→ The exercise:
Please copy every line of the items below, character for character.

◇ ◇ ◇ ◇ ◇

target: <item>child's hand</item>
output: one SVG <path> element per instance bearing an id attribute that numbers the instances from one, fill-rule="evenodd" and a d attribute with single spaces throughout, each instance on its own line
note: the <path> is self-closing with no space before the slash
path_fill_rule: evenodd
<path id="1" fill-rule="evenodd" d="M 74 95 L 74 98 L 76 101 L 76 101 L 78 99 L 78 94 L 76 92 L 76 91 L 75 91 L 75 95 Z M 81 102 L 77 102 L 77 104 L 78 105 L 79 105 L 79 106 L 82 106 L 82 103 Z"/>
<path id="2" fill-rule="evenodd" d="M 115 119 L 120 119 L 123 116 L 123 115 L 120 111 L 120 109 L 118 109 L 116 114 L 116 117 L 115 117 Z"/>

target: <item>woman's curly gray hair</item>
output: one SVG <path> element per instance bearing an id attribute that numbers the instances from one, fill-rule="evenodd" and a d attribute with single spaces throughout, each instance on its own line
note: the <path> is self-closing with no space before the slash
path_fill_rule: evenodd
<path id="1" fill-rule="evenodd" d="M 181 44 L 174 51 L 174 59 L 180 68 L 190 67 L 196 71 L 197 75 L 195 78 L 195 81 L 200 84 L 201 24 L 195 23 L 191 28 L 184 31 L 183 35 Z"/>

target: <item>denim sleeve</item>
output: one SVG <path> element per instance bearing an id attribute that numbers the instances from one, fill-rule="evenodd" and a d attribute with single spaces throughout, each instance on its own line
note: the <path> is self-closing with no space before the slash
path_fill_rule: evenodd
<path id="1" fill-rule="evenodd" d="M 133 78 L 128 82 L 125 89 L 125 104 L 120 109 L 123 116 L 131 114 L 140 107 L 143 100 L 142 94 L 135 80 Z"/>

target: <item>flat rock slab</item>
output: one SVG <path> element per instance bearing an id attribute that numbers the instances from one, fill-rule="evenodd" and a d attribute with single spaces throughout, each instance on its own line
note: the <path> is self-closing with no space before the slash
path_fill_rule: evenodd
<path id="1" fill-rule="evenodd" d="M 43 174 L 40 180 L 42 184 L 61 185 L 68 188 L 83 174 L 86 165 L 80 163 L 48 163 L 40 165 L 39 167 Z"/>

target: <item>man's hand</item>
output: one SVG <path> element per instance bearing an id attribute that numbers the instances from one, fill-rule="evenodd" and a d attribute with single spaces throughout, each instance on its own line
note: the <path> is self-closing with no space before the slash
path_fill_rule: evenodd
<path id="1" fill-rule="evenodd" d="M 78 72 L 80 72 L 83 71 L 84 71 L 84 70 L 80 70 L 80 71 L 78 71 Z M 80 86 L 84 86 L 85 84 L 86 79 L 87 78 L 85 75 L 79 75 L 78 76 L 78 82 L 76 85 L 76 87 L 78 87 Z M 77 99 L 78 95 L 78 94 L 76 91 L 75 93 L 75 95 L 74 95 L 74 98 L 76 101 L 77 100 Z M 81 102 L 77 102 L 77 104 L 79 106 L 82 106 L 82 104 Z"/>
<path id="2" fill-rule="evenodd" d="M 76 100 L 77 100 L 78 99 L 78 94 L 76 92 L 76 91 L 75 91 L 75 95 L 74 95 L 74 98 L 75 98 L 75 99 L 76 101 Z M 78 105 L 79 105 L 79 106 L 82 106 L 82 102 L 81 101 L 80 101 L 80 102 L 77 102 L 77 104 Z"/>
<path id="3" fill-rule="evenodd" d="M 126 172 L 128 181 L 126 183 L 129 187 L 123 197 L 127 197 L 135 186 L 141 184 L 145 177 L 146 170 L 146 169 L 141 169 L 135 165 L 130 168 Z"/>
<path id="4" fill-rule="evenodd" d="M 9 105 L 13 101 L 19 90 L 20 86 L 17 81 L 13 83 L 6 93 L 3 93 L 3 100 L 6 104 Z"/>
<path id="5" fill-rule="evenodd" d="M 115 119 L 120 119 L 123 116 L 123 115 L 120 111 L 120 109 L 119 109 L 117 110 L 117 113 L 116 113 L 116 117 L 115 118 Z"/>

◇ ◇ ◇ ◇ ◇

→ The completed task:
target: <item>child's hand</item>
output: one SVG <path> element per instance bearing an id attribute that numbers the instances from one, fill-rule="evenodd" and a d attribute with single spaces throughout, each instance on its own line
note: the <path> is self-closing with no space before the slash
path_fill_rule: evenodd
<path id="1" fill-rule="evenodd" d="M 74 95 L 74 98 L 76 101 L 76 101 L 78 99 L 78 94 L 76 92 L 76 91 L 75 91 L 75 95 Z M 81 102 L 77 102 L 77 104 L 78 105 L 79 105 L 79 106 L 82 106 L 82 103 Z"/>
<path id="2" fill-rule="evenodd" d="M 115 119 L 120 119 L 123 116 L 123 115 L 120 111 L 120 109 L 118 109 L 116 114 L 116 117 L 115 117 Z"/>

target: <item>woman's curly gray hair</item>
output: one SVG <path> element per instance bearing an id attribute that numbers the instances from one, fill-rule="evenodd" and a d attribute with single spaces throughout, each instance on its own line
note: the <path> is self-closing with no space before the slash
path_fill_rule: evenodd
<path id="1" fill-rule="evenodd" d="M 181 44 L 174 51 L 174 59 L 180 68 L 190 67 L 196 71 L 197 75 L 195 78 L 195 81 L 200 84 L 201 24 L 195 23 L 191 28 L 184 31 L 183 35 Z"/>

target: <item>denim sleeve</item>
output: one SVG <path> element per instance bearing an id attribute that numbers the instances from one, fill-rule="evenodd" and a d attribute with single spaces throughout, each instance on its own line
note: the <path> is self-closing with no space before the slash
path_fill_rule: evenodd
<path id="1" fill-rule="evenodd" d="M 133 78 L 128 82 L 125 89 L 125 104 L 120 109 L 123 116 L 131 114 L 140 107 L 143 100 L 142 94 L 135 80 Z"/>

target: <item>flat rock slab</item>
output: one SVG <path> element per instance bearing an id attribute that numbers the instances from one, fill-rule="evenodd" and a d attribute with single spaces throughout, each instance on its own line
note: the <path> is self-closing with no space before the slash
path_fill_rule: evenodd
<path id="1" fill-rule="evenodd" d="M 43 174 L 40 180 L 42 184 L 61 185 L 68 188 L 83 174 L 86 165 L 80 163 L 48 163 L 40 165 L 39 167 Z"/>

target: <item>man's hand</item>
output: one SVG <path> element per instance bearing an id attribute that numbers the instances from one, fill-rule="evenodd" and a d attribute with single spaces throughout, each instance on its own line
note: the <path> is self-closing with no space before the slash
path_fill_rule: evenodd
<path id="1" fill-rule="evenodd" d="M 78 72 L 80 72 L 83 71 L 84 71 L 84 70 L 80 70 L 80 71 L 78 71 Z M 80 86 L 84 86 L 85 84 L 86 79 L 87 78 L 85 75 L 79 75 L 78 76 L 78 82 L 76 85 L 76 87 L 78 87 Z M 77 99 L 78 95 L 78 94 L 76 91 L 75 93 L 75 95 L 74 95 L 74 98 L 76 101 L 77 100 Z M 81 102 L 77 102 L 77 104 L 79 106 L 82 106 L 82 104 Z"/>
<path id="2" fill-rule="evenodd" d="M 76 100 L 77 100 L 78 99 L 78 94 L 76 92 L 76 91 L 75 91 L 75 95 L 74 95 L 74 98 L 75 98 L 75 99 L 76 101 Z M 78 105 L 79 105 L 79 106 L 82 106 L 82 102 L 81 101 L 80 101 L 80 102 L 77 102 L 77 104 Z"/>
<path id="3" fill-rule="evenodd" d="M 126 172 L 128 181 L 126 183 L 129 187 L 123 197 L 127 197 L 135 186 L 141 184 L 145 177 L 146 170 L 146 169 L 141 169 L 135 165 L 130 168 Z"/>
<path id="4" fill-rule="evenodd" d="M 9 105 L 13 101 L 19 90 L 20 86 L 17 81 L 13 83 L 6 93 L 3 93 L 3 100 L 6 104 Z"/>
<path id="5" fill-rule="evenodd" d="M 115 119 L 120 119 L 123 116 L 123 115 L 120 111 L 120 109 L 119 109 L 117 110 L 117 113 L 116 113 L 116 117 L 115 118 Z"/>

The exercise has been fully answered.